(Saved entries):
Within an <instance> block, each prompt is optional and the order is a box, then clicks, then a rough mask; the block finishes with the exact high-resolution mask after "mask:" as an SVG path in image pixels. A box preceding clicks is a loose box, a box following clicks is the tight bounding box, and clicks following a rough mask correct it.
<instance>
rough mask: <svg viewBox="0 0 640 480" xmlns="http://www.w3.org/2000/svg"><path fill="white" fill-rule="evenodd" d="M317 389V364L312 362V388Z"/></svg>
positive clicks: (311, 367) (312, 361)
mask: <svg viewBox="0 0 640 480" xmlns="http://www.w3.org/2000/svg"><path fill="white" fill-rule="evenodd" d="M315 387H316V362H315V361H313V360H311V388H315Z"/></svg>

(Requirement): Please update the lines above by replacing every "rough mask" with "coarse mask" and leaving everything else unchanged.

(Answer space):
Within an <instance> block, each prompt is optional and the order is a box, then clicks, then a coarse mask; the block finishes with the exact high-resolution mask after "mask:" as an SVG path in image pixels. A box preceding clicks is a loose box, a box following clicks is the tight bounding box, and clicks following a coarse mask correct it.
<instance>
coarse mask: <svg viewBox="0 0 640 480" xmlns="http://www.w3.org/2000/svg"><path fill="white" fill-rule="evenodd" d="M317 389V364L312 362V388Z"/></svg>
positive clicks: (311, 367) (312, 361)
mask: <svg viewBox="0 0 640 480" xmlns="http://www.w3.org/2000/svg"><path fill="white" fill-rule="evenodd" d="M315 387H316V362H315V361H313V360H311V388H315Z"/></svg>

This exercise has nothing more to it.